── EXCERPT PROVIDED ──

Although these decisions focus upon the criminal prosecution brought against the strata scheme strata manager and lot owner by Safe Work NSW, the circumstances are illustrative for owners corporations and strata managers generally.

Background Incidents

The strata scheme in question was an 8 lot industrial strata scheme around which was built a perimeter fence including a custom-built sliding electric gate.  The gate included guide posts and an end stopper to prevent the gate from over travelling in the closing direction.  The gate was approximately 8.5 metres long and 2 metres high.

In June 2020 an incident occurred whereby the gate was impacted at high speed by a van.  Although the gate remained upright it was bent out of shape, partially pulled off its track and disconnected from its electric motor.  In addition, the guide posts for the gate were damaged and the stopper had come out of position and was no longer capable of preventing over travel of the gate.  Whilst NSW Emergency Services attended the site immediately following the collision, and took steps to secure the gate and perimeter fence, no additional steps were taken to repair, replace or make it safe.

On 5 June 2020 a member of the owners corporation contacted the strata manager to advise of the damage to the gate.  Between 5 and 12 June 2020 the gate was opened and closed manually by various workers at the site.

On the morning of 5 June 2020 a representative of the strata manager issued a work order to a contractor to repair the damage, but did not arrange for the gate to be repaired or replaced as a matter of urgency.  In contrast, damage to the water meter at the owners corporation was repaired on 5 June 2020 on an urgent basis.

Neither the owners corporation nor the strata manager arranged for a risk assessment to be conducted in relation to the damaged gate nor was the gate placed out of service following the damage nor was it removed and nor was a sign posted to the effect that the gate was not operational pending its full repair or replacement.  Neither the owners corporation nor the strata manager took any action to prevent the manual operation of the gate or to post signs advising the gate was not to be operated manually until it had been fully repaired or replaced.

The following day, a number of occupants within the strata scheme undertook makeshift repairs to the gate, without notifying the strata manager.  These repairs were ad hoc in nature and did not eliminate or otherwise address the risk of the gate falling or collapsing.

Approximately one week later an employee of one of the businesses operating from the strata scheme and attempted to operate the gate manually but in the circumstances including a lack of a physical stopper and the damaged guide posts the gate became unstable and fell onto that person.  The worker sustained fatal crush injuries as a result of the incident.  The business was also prosecuted by Safe Work NSW as a result of the injury and death suffered by one of its employees.

───
── INFORMATION GIVEN ──

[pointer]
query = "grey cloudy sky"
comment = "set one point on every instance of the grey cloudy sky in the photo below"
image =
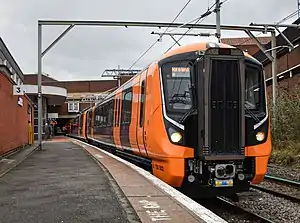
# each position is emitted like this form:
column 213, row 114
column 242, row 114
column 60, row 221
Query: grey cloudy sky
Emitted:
column 86, row 51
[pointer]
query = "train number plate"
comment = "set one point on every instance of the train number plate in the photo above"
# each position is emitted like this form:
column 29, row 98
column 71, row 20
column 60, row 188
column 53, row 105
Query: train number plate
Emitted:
column 223, row 183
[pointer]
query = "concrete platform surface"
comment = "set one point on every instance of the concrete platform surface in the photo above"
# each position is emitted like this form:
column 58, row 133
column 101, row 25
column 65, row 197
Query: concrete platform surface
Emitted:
column 61, row 184
column 152, row 199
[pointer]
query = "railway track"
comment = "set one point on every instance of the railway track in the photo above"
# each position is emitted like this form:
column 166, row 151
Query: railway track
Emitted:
column 281, row 188
column 283, row 181
column 231, row 212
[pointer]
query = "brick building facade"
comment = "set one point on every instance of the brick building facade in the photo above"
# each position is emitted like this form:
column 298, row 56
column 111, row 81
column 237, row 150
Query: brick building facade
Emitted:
column 78, row 94
column 15, row 110
column 288, row 62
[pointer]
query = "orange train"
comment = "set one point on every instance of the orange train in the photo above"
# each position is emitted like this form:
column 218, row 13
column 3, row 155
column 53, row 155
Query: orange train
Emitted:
column 197, row 118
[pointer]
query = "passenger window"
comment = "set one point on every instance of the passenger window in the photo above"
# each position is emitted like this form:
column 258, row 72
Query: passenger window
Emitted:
column 142, row 103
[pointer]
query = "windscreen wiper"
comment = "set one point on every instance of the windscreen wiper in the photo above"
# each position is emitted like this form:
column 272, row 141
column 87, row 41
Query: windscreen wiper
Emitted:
column 193, row 108
column 188, row 113
column 251, row 114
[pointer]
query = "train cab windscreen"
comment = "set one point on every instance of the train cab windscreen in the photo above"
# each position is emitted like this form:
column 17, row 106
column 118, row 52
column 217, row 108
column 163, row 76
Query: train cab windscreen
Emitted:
column 177, row 83
column 254, row 89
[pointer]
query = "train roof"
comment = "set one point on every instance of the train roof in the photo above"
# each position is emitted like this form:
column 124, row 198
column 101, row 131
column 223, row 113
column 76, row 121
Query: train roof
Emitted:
column 184, row 49
column 201, row 46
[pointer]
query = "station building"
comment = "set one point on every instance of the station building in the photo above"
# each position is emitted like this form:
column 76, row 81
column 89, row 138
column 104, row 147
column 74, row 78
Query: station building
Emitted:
column 16, row 111
column 63, row 100
column 71, row 97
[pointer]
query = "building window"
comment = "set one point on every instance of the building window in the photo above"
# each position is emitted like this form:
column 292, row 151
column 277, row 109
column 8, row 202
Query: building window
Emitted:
column 73, row 106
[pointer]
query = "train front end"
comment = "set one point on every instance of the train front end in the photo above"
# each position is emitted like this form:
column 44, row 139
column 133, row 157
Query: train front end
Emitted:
column 217, row 105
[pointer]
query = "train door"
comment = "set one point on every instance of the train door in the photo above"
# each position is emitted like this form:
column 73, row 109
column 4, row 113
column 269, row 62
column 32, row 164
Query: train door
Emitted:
column 141, row 114
column 117, row 120
column 92, row 122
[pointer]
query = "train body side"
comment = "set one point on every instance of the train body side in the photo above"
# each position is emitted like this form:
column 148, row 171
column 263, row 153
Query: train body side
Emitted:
column 132, row 122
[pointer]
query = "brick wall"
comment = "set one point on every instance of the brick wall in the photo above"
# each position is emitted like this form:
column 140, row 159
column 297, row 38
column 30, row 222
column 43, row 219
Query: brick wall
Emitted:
column 284, row 62
column 13, row 117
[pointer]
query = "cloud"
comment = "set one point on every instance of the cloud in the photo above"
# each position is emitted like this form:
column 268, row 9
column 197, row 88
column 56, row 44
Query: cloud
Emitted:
column 85, row 52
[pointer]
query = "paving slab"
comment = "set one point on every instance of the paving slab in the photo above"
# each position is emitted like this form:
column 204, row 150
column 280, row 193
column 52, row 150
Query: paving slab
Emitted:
column 61, row 183
column 152, row 199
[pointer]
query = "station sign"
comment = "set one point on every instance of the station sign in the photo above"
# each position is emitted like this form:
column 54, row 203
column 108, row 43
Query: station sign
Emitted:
column 93, row 98
column 20, row 101
column 18, row 90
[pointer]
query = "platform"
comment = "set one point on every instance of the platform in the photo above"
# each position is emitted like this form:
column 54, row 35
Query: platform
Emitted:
column 70, row 181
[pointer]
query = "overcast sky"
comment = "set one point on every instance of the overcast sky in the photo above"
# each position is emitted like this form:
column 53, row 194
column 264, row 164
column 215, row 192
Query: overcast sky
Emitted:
column 85, row 52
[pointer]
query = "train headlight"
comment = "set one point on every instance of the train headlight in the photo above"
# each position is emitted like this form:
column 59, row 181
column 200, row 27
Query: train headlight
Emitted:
column 176, row 137
column 260, row 136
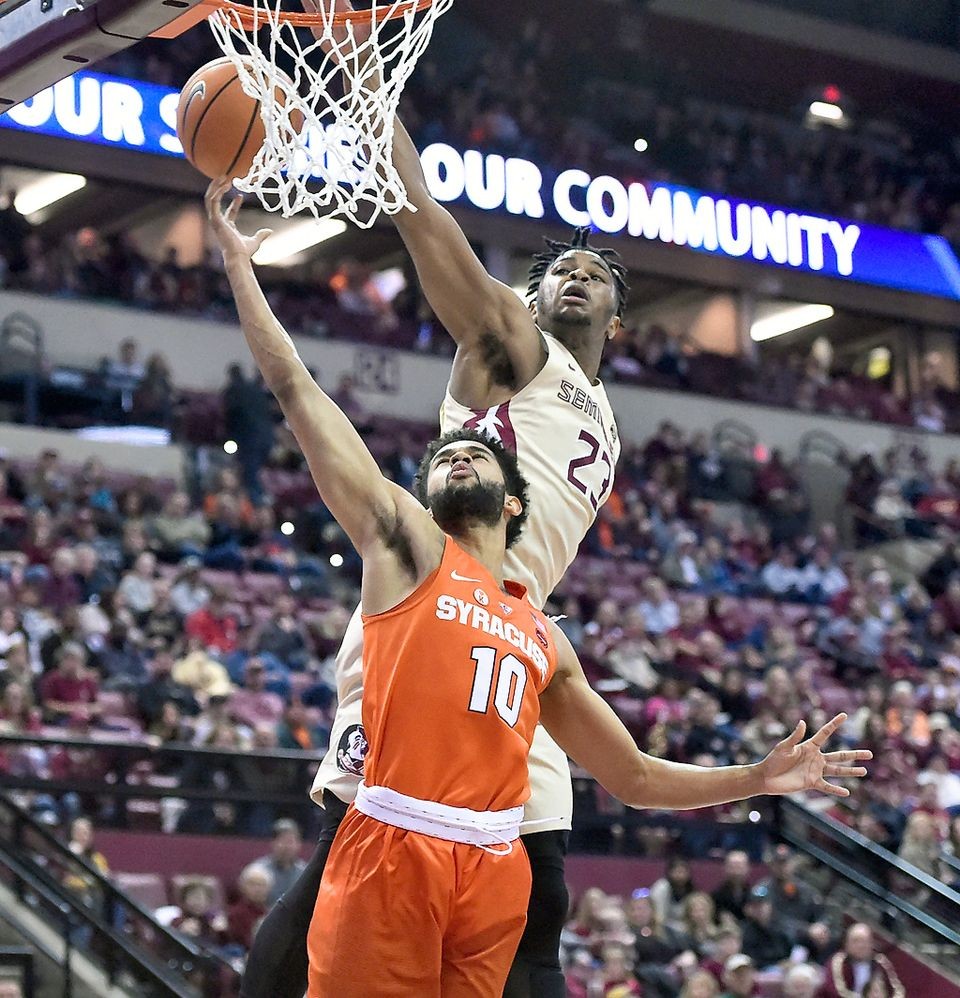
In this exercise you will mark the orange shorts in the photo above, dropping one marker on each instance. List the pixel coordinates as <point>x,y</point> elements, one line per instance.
<point>404,914</point>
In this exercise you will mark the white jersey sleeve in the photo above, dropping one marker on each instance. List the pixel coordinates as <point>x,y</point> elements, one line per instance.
<point>562,429</point>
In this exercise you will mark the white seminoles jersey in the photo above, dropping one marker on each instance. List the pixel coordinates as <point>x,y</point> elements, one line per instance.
<point>565,438</point>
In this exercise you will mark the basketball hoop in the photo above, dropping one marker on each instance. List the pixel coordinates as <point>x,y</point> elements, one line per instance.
<point>339,161</point>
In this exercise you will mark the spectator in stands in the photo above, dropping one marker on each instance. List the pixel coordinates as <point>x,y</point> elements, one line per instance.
<point>82,844</point>
<point>616,979</point>
<point>70,691</point>
<point>124,373</point>
<point>295,731</point>
<point>11,630</point>
<point>253,704</point>
<point>763,939</point>
<point>586,927</point>
<point>161,688</point>
<point>163,624</point>
<point>122,662</point>
<point>245,914</point>
<point>189,593</point>
<point>938,774</point>
<point>153,396</point>
<point>796,906</point>
<point>781,578</point>
<point>178,533</point>
<point>283,862</point>
<point>655,944</point>
<point>802,980</point>
<point>199,919</point>
<point>731,894</point>
<point>17,712</point>
<point>61,589</point>
<point>214,625</point>
<point>202,673</point>
<point>739,977</point>
<point>93,576</point>
<point>852,969</point>
<point>138,586</point>
<point>667,895</point>
<point>905,720</point>
<point>701,985</point>
<point>821,578</point>
<point>699,921</point>
<point>17,668</point>
<point>248,420</point>
<point>284,637</point>
<point>921,844</point>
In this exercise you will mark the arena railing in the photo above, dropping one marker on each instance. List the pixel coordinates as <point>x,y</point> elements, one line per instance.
<point>260,786</point>
<point>265,785</point>
<point>92,915</point>
<point>917,909</point>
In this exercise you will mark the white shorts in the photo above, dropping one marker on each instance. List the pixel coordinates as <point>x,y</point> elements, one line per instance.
<point>551,794</point>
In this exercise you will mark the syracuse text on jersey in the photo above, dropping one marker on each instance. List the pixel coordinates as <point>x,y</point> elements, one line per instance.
<point>470,615</point>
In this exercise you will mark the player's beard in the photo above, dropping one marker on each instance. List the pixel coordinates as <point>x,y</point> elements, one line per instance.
<point>455,507</point>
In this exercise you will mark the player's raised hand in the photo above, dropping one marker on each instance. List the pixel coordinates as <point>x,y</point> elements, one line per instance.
<point>224,222</point>
<point>802,765</point>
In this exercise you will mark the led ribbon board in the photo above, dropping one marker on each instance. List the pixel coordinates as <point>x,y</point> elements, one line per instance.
<point>127,114</point>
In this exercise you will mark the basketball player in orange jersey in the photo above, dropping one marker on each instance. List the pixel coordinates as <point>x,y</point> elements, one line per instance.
<point>528,377</point>
<point>425,893</point>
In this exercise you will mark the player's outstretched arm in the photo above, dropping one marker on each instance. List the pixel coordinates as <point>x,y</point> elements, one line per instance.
<point>471,305</point>
<point>367,505</point>
<point>588,730</point>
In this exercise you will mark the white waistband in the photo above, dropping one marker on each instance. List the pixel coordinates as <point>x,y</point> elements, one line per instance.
<point>455,824</point>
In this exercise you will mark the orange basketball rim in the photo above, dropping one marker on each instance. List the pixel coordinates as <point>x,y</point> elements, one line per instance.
<point>250,18</point>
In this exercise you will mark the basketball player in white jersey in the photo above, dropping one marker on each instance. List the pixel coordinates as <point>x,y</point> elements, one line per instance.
<point>527,377</point>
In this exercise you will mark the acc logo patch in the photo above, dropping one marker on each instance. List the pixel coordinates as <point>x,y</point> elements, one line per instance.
<point>351,750</point>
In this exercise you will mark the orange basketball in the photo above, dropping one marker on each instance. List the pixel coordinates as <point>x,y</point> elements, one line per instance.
<point>217,123</point>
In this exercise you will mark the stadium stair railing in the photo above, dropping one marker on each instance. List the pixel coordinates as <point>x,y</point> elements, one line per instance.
<point>93,917</point>
<point>921,913</point>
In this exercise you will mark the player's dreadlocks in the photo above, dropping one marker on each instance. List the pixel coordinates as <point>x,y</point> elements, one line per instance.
<point>556,249</point>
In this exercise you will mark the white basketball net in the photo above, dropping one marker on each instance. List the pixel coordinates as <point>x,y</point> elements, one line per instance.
<point>339,162</point>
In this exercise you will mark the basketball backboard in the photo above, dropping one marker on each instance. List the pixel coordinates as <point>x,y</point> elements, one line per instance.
<point>43,41</point>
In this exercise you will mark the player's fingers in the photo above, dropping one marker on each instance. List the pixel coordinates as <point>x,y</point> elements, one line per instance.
<point>795,736</point>
<point>849,755</point>
<point>218,187</point>
<point>843,772</point>
<point>260,236</point>
<point>824,734</point>
<point>832,789</point>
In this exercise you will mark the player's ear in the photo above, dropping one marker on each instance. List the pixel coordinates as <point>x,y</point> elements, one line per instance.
<point>512,506</point>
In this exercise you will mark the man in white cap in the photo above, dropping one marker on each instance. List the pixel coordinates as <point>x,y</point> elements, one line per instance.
<point>739,977</point>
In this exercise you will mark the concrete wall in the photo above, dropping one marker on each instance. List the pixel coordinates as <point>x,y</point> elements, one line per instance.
<point>409,385</point>
<point>157,461</point>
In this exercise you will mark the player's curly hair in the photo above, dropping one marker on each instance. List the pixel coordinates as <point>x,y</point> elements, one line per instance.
<point>580,241</point>
<point>514,482</point>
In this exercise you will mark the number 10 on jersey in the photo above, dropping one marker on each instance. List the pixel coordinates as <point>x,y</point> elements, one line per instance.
<point>508,679</point>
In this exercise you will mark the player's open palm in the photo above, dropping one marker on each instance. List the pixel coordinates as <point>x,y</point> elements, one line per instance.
<point>796,765</point>
<point>224,222</point>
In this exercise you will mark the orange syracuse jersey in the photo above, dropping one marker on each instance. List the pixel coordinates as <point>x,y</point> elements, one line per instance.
<point>451,684</point>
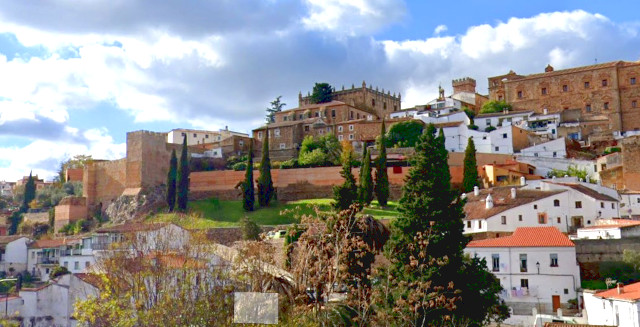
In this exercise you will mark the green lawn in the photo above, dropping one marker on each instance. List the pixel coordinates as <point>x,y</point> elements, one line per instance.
<point>212,213</point>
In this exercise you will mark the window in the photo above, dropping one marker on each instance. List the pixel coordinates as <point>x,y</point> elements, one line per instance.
<point>495,259</point>
<point>542,218</point>
<point>523,262</point>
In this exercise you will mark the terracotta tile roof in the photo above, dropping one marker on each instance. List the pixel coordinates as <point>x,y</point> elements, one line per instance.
<point>502,201</point>
<point>629,292</point>
<point>588,192</point>
<point>10,238</point>
<point>615,223</point>
<point>132,228</point>
<point>527,237</point>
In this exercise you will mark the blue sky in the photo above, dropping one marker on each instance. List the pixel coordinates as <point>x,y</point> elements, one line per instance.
<point>75,77</point>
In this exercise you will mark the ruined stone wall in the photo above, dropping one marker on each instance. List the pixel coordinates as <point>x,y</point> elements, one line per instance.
<point>104,181</point>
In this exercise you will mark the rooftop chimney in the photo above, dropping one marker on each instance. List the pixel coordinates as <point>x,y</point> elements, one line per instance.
<point>489,202</point>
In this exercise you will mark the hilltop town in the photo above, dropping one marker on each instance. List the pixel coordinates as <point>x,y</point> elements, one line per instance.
<point>349,201</point>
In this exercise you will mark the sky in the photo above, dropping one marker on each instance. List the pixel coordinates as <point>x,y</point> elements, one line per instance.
<point>76,76</point>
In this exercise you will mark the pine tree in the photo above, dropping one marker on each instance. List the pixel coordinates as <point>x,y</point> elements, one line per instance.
<point>382,179</point>
<point>430,207</point>
<point>183,178</point>
<point>347,193</point>
<point>265,183</point>
<point>29,193</point>
<point>470,177</point>
<point>365,189</point>
<point>247,186</point>
<point>171,180</point>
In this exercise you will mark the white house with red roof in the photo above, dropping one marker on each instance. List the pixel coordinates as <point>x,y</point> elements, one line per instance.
<point>610,229</point>
<point>536,266</point>
<point>619,306</point>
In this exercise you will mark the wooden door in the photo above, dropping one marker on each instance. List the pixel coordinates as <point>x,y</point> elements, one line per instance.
<point>555,299</point>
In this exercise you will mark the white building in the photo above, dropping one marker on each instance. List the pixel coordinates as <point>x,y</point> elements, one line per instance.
<point>619,306</point>
<point>176,136</point>
<point>610,229</point>
<point>499,119</point>
<point>552,149</point>
<point>13,253</point>
<point>536,266</point>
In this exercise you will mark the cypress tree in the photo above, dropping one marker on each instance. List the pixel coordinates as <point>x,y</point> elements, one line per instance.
<point>183,177</point>
<point>382,179</point>
<point>347,193</point>
<point>430,207</point>
<point>247,186</point>
<point>171,180</point>
<point>265,183</point>
<point>365,189</point>
<point>470,177</point>
<point>29,193</point>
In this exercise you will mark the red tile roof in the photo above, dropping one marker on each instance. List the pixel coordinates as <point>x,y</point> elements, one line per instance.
<point>629,292</point>
<point>527,237</point>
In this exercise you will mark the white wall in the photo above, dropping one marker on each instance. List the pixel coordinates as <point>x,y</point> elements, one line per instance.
<point>552,149</point>
<point>603,311</point>
<point>544,284</point>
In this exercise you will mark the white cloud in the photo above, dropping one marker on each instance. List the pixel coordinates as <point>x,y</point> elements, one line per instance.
<point>353,17</point>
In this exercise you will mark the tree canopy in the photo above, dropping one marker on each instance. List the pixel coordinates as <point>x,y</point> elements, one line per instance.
<point>322,92</point>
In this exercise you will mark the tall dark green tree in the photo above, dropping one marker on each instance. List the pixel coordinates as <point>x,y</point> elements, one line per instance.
<point>470,172</point>
<point>322,92</point>
<point>430,207</point>
<point>183,177</point>
<point>29,193</point>
<point>347,193</point>
<point>247,186</point>
<point>365,187</point>
<point>265,183</point>
<point>381,188</point>
<point>172,175</point>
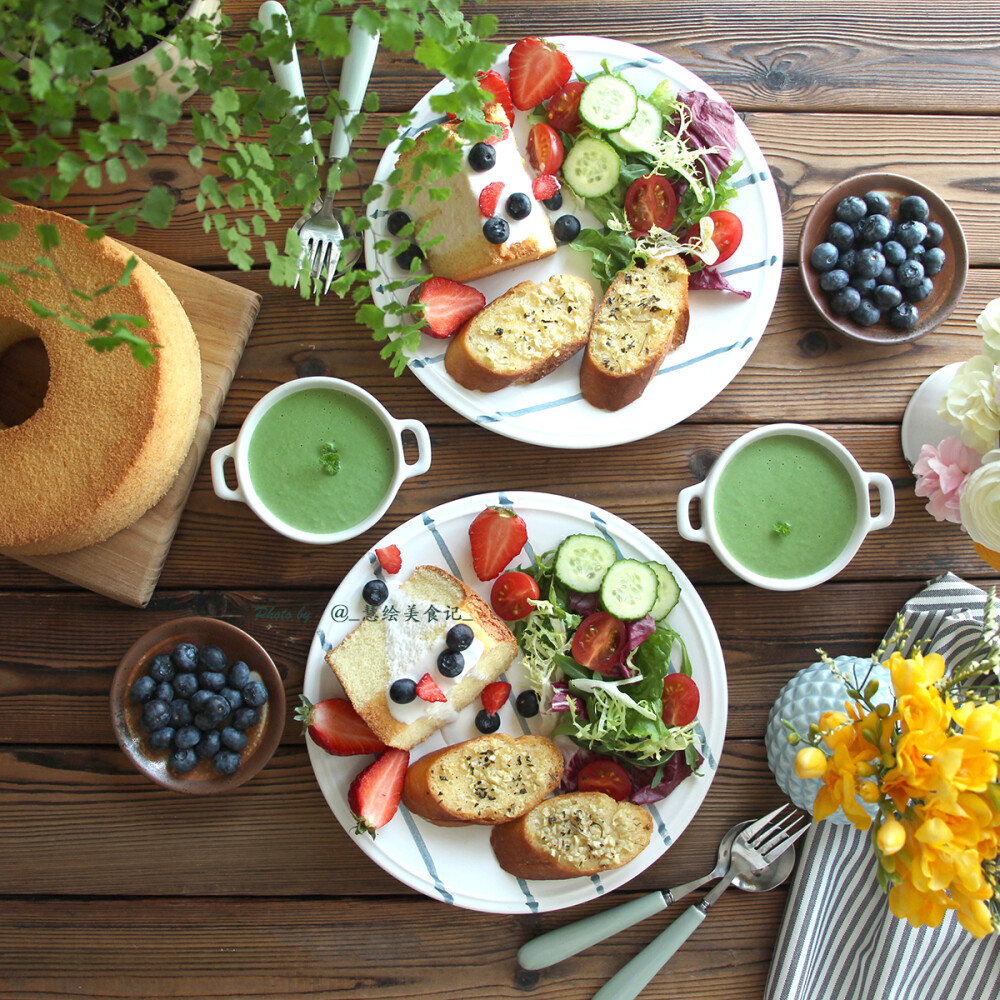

───

**WORK INSTRUCTION**
In the text about the damaged strata gate, what struck the gate in June 2020? These entries have no connection to the text.

**RESULT OF THE EXERCISE**
A van, which hit it at high speed.